> Work instruction
Filter the records below down to lines containing "plate".
(Information supplied begins)
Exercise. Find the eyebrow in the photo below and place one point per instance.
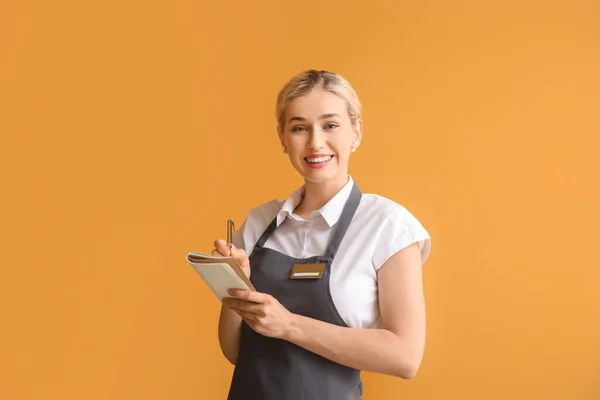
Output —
(324, 116)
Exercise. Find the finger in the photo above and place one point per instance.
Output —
(221, 247)
(243, 305)
(240, 256)
(246, 316)
(249, 295)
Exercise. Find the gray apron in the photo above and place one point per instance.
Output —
(275, 369)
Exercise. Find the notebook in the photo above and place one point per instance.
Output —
(219, 273)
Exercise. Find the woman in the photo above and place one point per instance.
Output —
(337, 272)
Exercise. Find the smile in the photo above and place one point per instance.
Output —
(318, 162)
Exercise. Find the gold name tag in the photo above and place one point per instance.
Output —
(307, 271)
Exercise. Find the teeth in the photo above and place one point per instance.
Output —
(319, 159)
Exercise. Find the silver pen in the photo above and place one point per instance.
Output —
(230, 232)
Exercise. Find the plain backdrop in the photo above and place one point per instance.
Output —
(132, 130)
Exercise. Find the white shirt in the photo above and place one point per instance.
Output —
(379, 229)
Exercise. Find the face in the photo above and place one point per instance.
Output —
(318, 136)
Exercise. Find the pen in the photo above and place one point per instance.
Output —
(230, 232)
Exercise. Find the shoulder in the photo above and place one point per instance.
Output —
(381, 208)
(255, 223)
(394, 227)
(265, 211)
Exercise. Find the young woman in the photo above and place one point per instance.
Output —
(337, 272)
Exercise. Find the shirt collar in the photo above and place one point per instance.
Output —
(331, 211)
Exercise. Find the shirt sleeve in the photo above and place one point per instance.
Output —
(399, 230)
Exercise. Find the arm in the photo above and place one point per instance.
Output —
(230, 325)
(395, 349)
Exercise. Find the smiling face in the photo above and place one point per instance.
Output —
(319, 136)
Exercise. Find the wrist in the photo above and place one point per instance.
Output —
(293, 331)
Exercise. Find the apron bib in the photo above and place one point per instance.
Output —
(274, 369)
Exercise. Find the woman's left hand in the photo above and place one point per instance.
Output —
(261, 311)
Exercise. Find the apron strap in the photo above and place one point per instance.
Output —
(340, 230)
(266, 234)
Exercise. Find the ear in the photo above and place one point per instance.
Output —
(282, 140)
(357, 129)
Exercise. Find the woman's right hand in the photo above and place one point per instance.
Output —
(221, 249)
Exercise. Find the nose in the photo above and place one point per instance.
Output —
(317, 140)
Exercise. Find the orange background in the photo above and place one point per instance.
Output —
(130, 132)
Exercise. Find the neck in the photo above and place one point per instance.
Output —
(317, 194)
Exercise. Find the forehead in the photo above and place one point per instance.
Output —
(315, 104)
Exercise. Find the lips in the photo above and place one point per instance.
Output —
(318, 160)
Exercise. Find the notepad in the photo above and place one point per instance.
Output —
(219, 273)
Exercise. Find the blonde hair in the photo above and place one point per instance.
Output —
(310, 80)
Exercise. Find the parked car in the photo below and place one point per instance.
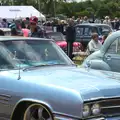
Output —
(39, 82)
(60, 40)
(108, 57)
(83, 32)
(7, 31)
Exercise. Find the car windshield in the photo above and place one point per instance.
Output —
(104, 29)
(26, 53)
(56, 36)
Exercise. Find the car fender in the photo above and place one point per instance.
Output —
(31, 100)
(100, 65)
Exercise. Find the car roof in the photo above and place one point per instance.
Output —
(6, 38)
(51, 32)
(92, 24)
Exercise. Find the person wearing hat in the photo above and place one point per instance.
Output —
(94, 44)
(107, 21)
(15, 31)
(116, 24)
(35, 30)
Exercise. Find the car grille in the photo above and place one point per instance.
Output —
(110, 107)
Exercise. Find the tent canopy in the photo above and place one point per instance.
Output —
(13, 12)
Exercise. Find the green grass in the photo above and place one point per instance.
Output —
(78, 60)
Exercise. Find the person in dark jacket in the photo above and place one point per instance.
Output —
(70, 38)
(35, 30)
(15, 31)
(2, 33)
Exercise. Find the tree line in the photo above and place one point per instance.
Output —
(98, 8)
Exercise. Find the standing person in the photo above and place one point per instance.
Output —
(94, 44)
(2, 33)
(107, 21)
(70, 37)
(35, 30)
(15, 31)
(4, 23)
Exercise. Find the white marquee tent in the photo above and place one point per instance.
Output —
(14, 12)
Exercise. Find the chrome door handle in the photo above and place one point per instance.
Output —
(108, 57)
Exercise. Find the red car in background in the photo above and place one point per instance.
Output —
(60, 41)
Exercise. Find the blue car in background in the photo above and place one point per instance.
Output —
(108, 57)
(39, 82)
(83, 32)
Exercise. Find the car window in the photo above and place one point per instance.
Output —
(114, 47)
(56, 36)
(79, 31)
(87, 31)
(30, 53)
(104, 29)
(93, 30)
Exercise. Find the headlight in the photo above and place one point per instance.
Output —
(96, 109)
(86, 111)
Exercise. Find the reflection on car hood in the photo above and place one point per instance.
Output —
(90, 84)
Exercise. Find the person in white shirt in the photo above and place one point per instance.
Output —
(94, 44)
(107, 21)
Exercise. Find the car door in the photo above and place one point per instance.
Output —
(112, 55)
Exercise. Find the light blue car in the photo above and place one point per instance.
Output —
(39, 82)
(108, 57)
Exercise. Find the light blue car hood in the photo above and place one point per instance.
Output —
(91, 85)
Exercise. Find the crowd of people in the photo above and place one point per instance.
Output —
(31, 27)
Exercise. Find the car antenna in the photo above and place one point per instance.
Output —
(19, 73)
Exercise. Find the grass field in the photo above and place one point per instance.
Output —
(78, 60)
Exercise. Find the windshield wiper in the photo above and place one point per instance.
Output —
(45, 65)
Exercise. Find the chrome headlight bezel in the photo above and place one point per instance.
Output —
(91, 110)
(86, 111)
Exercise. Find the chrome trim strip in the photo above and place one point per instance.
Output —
(101, 99)
(110, 107)
(66, 115)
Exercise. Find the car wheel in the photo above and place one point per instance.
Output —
(37, 112)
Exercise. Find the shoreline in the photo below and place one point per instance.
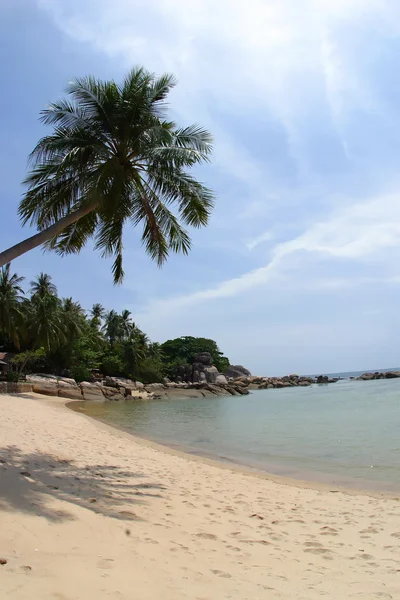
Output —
(234, 465)
(131, 518)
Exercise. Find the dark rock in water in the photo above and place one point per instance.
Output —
(379, 375)
(236, 371)
(204, 358)
(392, 374)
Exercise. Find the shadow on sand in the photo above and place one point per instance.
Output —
(28, 482)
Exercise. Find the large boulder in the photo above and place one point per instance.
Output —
(92, 392)
(236, 371)
(203, 358)
(43, 384)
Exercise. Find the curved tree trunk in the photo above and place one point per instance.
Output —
(43, 236)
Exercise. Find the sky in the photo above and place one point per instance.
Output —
(298, 270)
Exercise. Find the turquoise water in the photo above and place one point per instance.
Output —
(347, 433)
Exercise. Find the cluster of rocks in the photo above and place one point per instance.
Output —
(378, 375)
(118, 388)
(200, 371)
(112, 388)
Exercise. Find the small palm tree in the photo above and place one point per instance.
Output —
(11, 307)
(111, 326)
(42, 286)
(44, 325)
(73, 318)
(126, 324)
(97, 311)
(114, 158)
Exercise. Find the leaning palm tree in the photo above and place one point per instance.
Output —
(42, 286)
(11, 297)
(114, 158)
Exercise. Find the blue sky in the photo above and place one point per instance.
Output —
(299, 268)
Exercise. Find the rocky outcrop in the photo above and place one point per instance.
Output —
(287, 381)
(235, 371)
(379, 375)
(8, 387)
(201, 371)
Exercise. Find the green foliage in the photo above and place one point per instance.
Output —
(150, 370)
(11, 299)
(57, 336)
(12, 376)
(183, 350)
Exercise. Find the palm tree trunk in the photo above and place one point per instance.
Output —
(24, 363)
(43, 236)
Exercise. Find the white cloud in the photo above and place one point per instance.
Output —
(298, 74)
(358, 233)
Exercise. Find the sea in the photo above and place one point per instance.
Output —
(345, 434)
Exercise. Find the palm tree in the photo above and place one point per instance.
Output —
(44, 325)
(126, 324)
(114, 158)
(73, 318)
(97, 311)
(11, 296)
(111, 326)
(42, 286)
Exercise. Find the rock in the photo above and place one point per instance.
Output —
(71, 393)
(236, 371)
(240, 382)
(110, 382)
(92, 392)
(154, 386)
(366, 376)
(203, 358)
(392, 374)
(211, 374)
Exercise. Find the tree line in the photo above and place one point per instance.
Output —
(50, 334)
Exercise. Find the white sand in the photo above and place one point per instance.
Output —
(88, 513)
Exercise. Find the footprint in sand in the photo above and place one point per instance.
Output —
(221, 573)
(206, 536)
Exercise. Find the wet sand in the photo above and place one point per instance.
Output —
(87, 511)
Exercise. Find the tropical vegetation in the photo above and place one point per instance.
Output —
(113, 158)
(50, 334)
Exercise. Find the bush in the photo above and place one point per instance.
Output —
(81, 373)
(12, 376)
(149, 371)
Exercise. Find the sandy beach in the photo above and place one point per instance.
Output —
(87, 511)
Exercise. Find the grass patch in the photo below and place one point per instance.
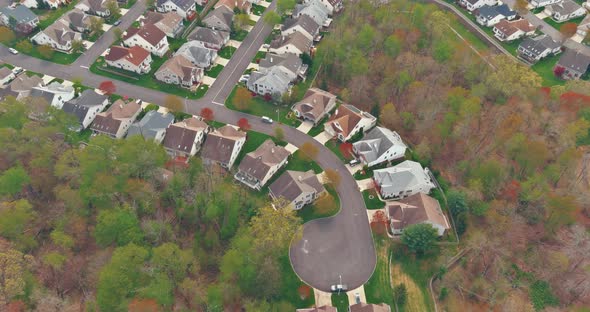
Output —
(226, 52)
(313, 211)
(145, 80)
(214, 71)
(372, 203)
(259, 107)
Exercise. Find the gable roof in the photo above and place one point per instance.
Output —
(291, 184)
(150, 124)
(148, 32)
(414, 209)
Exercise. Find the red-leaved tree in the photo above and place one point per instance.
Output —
(244, 124)
(107, 87)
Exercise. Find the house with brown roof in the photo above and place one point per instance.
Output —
(259, 166)
(179, 71)
(296, 43)
(170, 23)
(416, 209)
(315, 105)
(369, 307)
(511, 30)
(148, 37)
(184, 138)
(135, 59)
(347, 121)
(117, 119)
(297, 188)
(223, 146)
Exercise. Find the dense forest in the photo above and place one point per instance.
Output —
(512, 152)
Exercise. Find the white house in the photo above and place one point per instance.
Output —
(403, 180)
(55, 93)
(184, 138)
(259, 166)
(379, 145)
(148, 37)
(348, 121)
(135, 59)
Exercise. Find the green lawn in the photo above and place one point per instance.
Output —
(311, 212)
(146, 80)
(259, 107)
(214, 71)
(226, 52)
(372, 203)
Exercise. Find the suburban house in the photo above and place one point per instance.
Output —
(379, 145)
(303, 24)
(209, 38)
(77, 20)
(223, 146)
(170, 23)
(86, 106)
(6, 75)
(573, 63)
(243, 5)
(184, 138)
(94, 7)
(56, 94)
(314, 9)
(315, 105)
(184, 8)
(347, 121)
(369, 307)
(534, 49)
(297, 188)
(491, 15)
(152, 126)
(148, 37)
(135, 59)
(403, 180)
(564, 11)
(506, 30)
(197, 54)
(332, 6)
(296, 43)
(58, 35)
(416, 209)
(179, 71)
(117, 119)
(472, 5)
(542, 3)
(219, 19)
(19, 19)
(20, 87)
(259, 166)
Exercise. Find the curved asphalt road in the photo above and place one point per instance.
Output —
(331, 249)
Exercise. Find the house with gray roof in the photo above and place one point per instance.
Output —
(403, 180)
(221, 18)
(296, 189)
(86, 106)
(259, 166)
(20, 19)
(573, 64)
(152, 126)
(379, 145)
(197, 54)
(303, 24)
(185, 137)
(534, 49)
(209, 38)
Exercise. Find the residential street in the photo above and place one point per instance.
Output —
(340, 246)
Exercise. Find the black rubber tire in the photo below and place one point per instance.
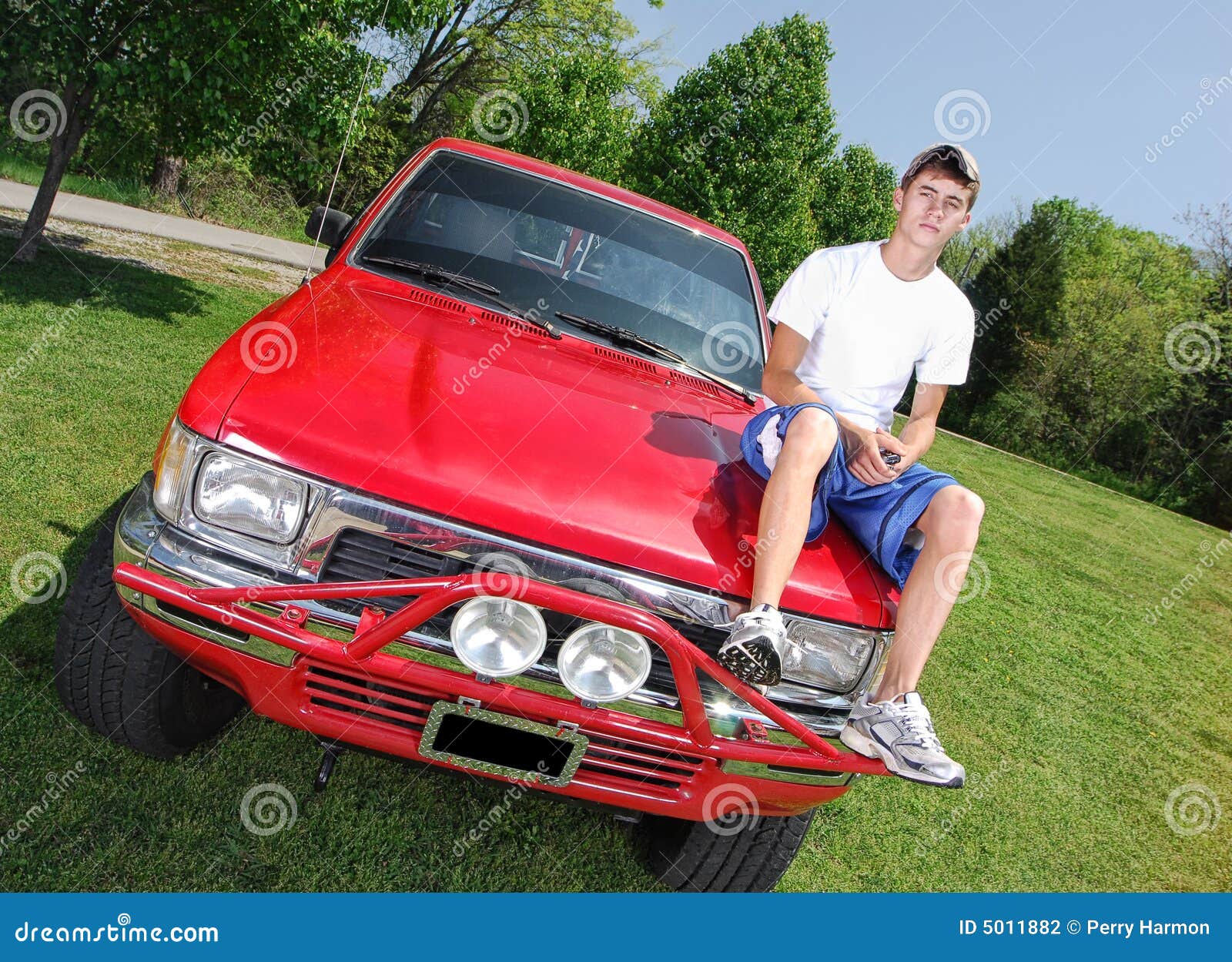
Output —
(693, 856)
(121, 682)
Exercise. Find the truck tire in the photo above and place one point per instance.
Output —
(698, 856)
(121, 682)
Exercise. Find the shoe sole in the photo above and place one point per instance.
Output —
(755, 662)
(864, 746)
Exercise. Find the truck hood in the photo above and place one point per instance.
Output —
(457, 411)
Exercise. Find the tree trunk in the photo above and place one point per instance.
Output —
(63, 147)
(166, 175)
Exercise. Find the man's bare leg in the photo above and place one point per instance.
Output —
(788, 501)
(755, 648)
(952, 526)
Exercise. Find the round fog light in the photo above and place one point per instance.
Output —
(498, 636)
(601, 663)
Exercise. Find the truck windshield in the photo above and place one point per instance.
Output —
(551, 248)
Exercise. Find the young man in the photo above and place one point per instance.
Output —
(853, 323)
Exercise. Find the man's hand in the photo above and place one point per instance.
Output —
(864, 454)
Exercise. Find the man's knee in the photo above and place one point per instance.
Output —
(813, 433)
(954, 511)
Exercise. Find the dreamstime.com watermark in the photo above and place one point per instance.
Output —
(1211, 92)
(493, 354)
(1192, 347)
(499, 115)
(493, 816)
(268, 808)
(37, 115)
(121, 931)
(59, 783)
(751, 89)
(1192, 809)
(1210, 556)
(745, 561)
(38, 577)
(977, 786)
(291, 89)
(961, 115)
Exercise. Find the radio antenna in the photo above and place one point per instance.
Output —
(342, 154)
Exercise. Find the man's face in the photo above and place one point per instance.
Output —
(932, 209)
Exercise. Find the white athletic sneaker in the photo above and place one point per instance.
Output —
(902, 736)
(753, 652)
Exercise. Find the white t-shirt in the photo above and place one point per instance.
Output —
(869, 328)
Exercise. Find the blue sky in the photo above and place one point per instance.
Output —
(1066, 98)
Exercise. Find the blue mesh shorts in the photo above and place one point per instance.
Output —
(879, 515)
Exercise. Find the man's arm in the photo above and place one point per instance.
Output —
(921, 429)
(779, 384)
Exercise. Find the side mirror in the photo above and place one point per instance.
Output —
(330, 224)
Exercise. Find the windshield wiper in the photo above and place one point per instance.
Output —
(624, 335)
(447, 277)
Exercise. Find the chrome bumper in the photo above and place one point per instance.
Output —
(145, 538)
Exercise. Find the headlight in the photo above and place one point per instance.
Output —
(827, 658)
(498, 636)
(601, 663)
(172, 471)
(244, 498)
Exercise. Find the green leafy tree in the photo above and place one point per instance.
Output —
(748, 142)
(196, 72)
(574, 115)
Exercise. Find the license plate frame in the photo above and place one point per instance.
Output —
(441, 715)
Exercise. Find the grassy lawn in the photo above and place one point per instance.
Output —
(1075, 716)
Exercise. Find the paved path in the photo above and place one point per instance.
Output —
(106, 213)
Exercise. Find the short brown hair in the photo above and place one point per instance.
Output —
(946, 168)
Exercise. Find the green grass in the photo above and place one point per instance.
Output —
(242, 209)
(1076, 717)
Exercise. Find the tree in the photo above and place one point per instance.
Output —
(573, 115)
(206, 68)
(748, 142)
(482, 55)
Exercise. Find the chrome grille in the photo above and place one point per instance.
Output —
(407, 711)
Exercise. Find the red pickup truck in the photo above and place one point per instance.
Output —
(472, 498)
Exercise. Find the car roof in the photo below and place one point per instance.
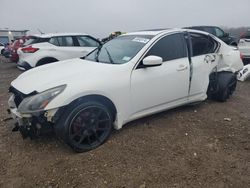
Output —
(49, 35)
(155, 32)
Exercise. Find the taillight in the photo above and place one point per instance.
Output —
(241, 56)
(29, 49)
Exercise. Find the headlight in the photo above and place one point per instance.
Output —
(39, 101)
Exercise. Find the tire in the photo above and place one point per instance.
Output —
(85, 125)
(46, 61)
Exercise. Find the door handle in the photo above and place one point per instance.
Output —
(182, 67)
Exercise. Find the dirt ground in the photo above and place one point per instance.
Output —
(192, 146)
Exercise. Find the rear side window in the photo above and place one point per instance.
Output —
(54, 41)
(36, 40)
(65, 41)
(87, 41)
(210, 30)
(169, 48)
(202, 44)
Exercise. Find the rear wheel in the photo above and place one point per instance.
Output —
(87, 126)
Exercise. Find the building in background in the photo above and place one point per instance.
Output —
(6, 35)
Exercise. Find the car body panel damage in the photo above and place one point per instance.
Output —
(133, 75)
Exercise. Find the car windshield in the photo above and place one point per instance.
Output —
(30, 41)
(119, 50)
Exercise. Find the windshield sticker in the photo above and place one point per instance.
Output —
(141, 40)
(126, 58)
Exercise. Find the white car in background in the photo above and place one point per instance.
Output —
(129, 77)
(2, 48)
(244, 47)
(48, 48)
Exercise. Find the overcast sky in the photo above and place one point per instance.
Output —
(101, 17)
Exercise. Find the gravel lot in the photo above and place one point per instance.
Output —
(192, 146)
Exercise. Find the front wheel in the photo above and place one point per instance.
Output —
(87, 126)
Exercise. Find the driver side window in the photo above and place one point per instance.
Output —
(169, 47)
(219, 32)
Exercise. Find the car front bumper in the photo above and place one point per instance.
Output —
(29, 125)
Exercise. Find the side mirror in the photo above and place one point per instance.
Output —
(152, 61)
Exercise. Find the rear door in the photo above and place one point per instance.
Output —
(160, 87)
(244, 45)
(204, 60)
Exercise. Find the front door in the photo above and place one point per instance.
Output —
(204, 60)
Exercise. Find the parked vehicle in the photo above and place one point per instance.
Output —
(244, 74)
(131, 76)
(17, 44)
(1, 48)
(6, 50)
(244, 47)
(218, 32)
(112, 36)
(49, 48)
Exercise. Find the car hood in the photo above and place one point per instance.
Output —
(62, 72)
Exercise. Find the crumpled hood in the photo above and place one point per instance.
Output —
(63, 72)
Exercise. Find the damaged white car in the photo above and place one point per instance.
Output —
(129, 77)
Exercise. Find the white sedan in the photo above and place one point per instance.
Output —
(132, 76)
(48, 48)
(244, 47)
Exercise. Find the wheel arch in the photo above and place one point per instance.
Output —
(98, 98)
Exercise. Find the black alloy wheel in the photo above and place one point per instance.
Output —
(90, 127)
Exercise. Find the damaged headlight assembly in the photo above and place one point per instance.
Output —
(38, 102)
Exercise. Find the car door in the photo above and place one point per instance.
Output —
(157, 88)
(204, 60)
(86, 44)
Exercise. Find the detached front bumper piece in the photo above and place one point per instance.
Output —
(29, 125)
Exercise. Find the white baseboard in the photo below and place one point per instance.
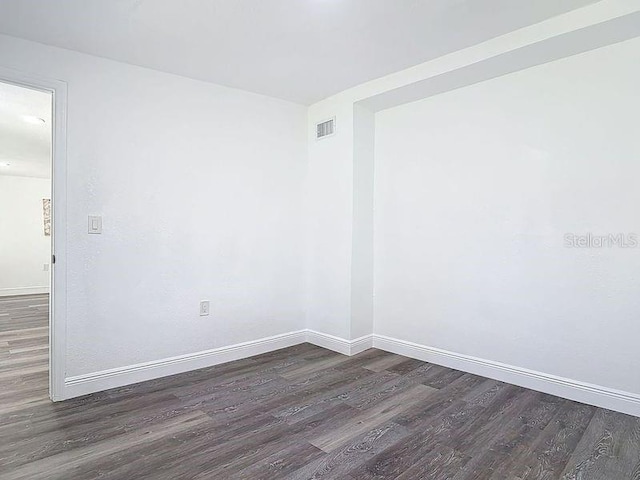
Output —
(340, 345)
(118, 377)
(7, 292)
(604, 397)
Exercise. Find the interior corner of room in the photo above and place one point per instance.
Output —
(451, 239)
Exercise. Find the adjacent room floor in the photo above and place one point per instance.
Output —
(299, 413)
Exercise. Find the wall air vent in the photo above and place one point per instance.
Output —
(326, 129)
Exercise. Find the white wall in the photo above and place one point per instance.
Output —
(201, 192)
(332, 268)
(474, 192)
(24, 249)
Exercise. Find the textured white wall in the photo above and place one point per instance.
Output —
(200, 188)
(24, 249)
(475, 190)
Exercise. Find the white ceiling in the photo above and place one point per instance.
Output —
(24, 145)
(299, 50)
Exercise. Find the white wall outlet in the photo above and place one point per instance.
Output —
(95, 224)
(204, 308)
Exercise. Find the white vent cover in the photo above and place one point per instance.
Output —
(326, 128)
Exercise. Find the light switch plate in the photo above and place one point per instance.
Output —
(95, 224)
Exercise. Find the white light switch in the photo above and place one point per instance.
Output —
(204, 308)
(95, 224)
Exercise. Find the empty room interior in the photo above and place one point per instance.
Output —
(319, 239)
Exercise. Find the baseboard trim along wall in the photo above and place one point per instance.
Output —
(598, 396)
(340, 345)
(119, 377)
(619, 401)
(8, 292)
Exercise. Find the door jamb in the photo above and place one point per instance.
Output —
(58, 275)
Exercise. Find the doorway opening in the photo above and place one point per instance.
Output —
(26, 243)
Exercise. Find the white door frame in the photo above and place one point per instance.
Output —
(58, 279)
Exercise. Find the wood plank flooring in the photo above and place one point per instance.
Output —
(298, 413)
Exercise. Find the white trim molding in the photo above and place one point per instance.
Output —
(118, 377)
(338, 344)
(58, 278)
(8, 292)
(78, 385)
(596, 395)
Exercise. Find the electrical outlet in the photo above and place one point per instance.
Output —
(204, 308)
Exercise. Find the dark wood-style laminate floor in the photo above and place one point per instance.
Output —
(Information supplied ends)
> The answer
Exercise. Find the license plate frame in the photo above and place one point per instance.
Exercise. Find the light switch plate in the photo above and place one point per instance.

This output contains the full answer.